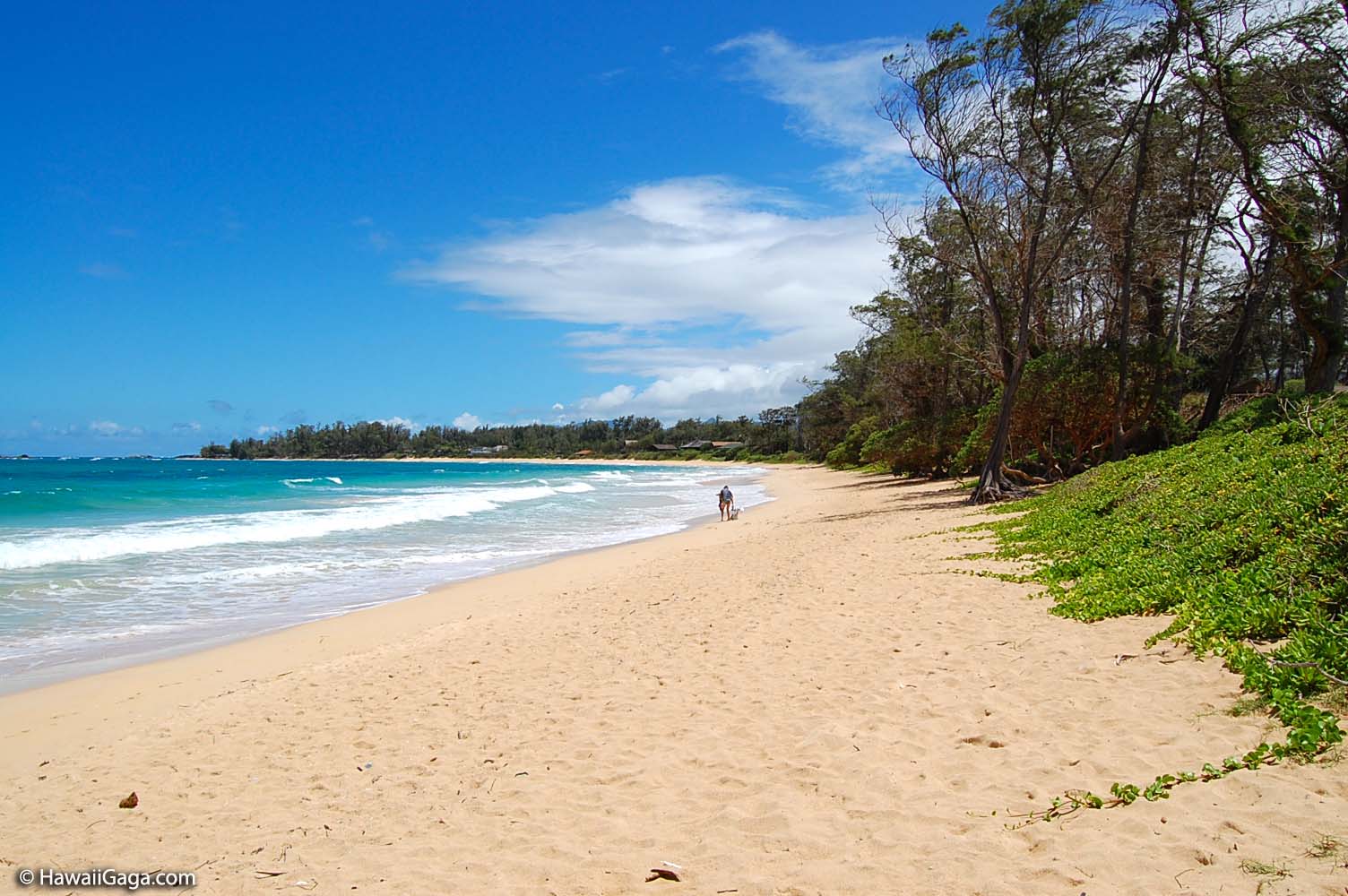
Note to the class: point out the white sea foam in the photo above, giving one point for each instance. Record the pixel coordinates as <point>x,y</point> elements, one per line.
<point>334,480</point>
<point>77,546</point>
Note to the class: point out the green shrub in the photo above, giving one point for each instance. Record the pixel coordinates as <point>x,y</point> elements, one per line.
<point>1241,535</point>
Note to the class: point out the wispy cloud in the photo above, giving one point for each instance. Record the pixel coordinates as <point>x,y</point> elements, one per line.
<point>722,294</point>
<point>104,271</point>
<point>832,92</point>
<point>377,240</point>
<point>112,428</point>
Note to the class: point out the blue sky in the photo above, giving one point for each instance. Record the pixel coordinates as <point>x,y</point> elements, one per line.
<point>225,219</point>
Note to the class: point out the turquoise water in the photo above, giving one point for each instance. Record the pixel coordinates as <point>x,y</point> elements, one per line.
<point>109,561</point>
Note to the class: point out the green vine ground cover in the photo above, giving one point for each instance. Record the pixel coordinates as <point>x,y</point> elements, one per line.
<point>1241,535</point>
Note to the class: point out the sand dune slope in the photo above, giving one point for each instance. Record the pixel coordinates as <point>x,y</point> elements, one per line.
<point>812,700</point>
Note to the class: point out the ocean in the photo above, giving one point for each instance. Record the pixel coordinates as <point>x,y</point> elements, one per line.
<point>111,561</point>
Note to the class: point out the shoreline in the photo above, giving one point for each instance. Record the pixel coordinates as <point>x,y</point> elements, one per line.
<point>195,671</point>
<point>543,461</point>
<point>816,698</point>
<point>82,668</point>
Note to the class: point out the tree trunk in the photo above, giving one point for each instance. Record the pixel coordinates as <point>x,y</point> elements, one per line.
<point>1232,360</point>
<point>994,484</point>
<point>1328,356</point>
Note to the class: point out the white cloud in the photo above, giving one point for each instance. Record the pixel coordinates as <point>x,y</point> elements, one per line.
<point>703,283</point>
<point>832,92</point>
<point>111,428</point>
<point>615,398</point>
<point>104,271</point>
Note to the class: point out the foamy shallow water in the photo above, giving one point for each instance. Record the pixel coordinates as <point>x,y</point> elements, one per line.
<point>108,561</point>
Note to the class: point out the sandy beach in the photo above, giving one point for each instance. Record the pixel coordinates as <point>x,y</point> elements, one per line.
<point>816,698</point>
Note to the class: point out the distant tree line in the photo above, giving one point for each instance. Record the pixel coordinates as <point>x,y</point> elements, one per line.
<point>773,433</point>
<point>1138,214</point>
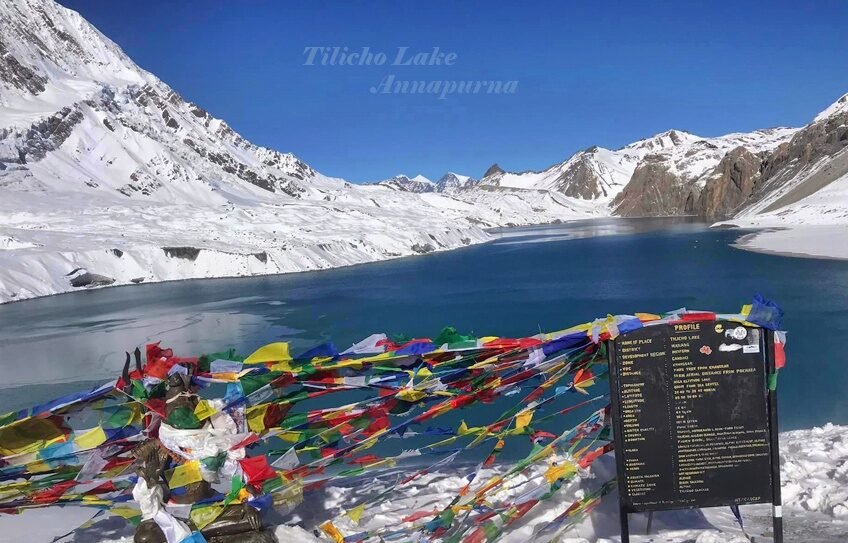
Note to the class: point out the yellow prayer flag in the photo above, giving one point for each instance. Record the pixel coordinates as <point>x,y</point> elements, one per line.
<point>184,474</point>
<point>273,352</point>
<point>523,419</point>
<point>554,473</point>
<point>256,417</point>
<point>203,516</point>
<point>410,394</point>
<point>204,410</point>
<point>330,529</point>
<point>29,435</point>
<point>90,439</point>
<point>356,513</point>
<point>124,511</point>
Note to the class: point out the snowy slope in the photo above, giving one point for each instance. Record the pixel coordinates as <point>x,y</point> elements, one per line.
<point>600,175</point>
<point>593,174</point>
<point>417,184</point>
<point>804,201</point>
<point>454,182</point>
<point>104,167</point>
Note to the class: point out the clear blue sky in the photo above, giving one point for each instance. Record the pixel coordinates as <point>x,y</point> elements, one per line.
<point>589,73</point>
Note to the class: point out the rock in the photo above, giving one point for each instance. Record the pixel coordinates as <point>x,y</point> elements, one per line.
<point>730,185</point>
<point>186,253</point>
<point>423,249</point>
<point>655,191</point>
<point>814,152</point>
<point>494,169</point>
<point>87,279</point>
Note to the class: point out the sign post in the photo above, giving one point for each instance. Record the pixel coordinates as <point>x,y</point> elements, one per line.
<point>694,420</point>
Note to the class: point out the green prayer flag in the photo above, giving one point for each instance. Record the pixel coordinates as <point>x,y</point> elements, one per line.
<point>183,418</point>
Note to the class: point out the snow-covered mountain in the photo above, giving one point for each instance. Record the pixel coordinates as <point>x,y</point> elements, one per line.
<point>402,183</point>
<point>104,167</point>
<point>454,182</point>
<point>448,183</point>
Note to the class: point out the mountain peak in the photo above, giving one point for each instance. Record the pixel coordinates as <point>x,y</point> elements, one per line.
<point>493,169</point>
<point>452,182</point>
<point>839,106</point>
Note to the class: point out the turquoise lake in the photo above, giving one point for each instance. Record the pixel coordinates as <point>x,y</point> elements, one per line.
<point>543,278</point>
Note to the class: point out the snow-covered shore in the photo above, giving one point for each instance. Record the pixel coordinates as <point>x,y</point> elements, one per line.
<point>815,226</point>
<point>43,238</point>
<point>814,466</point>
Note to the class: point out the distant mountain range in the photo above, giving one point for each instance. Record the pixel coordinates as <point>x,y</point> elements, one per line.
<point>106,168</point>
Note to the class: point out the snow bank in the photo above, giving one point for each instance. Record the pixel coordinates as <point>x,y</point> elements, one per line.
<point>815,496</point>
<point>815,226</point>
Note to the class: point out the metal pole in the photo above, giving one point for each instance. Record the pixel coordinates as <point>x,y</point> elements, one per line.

########

• **WORK TO BE COMPLETED**
Write out again, exactly, the lines from the one holding "Note to the class: point out the turquoise lake" through the end of the listing, with both ends included.

• **YOUR RESPONSE**
Note to the class: point out the turquoise lake in the photo above, giving one point for each instance. Record the pixel coordinates as <point>x,y</point> elements, one per line.
<point>543,278</point>
Note to the class: point out the snow-covered shore in the photo above, giving one point for each instance. Record the pixel coordinates as <point>x,y</point> elements, one per line.
<point>815,226</point>
<point>43,238</point>
<point>814,466</point>
Note to the class: point out the distant mountain range in the photo above, giving one point for each instance. Record the pixel coordinates as <point>x,y</point> elements, one per line.
<point>106,168</point>
Note to the class: point out the snow bank in the photo above, giving one point for each instance. Record the pixel coordinates as <point>x,y</point> elements, one per line.
<point>815,496</point>
<point>815,226</point>
Note to the class: point out the metal pole in the photo above, giving one point for each instance. Record the pixel coordinates as <point>x,y</point> elements, one per line.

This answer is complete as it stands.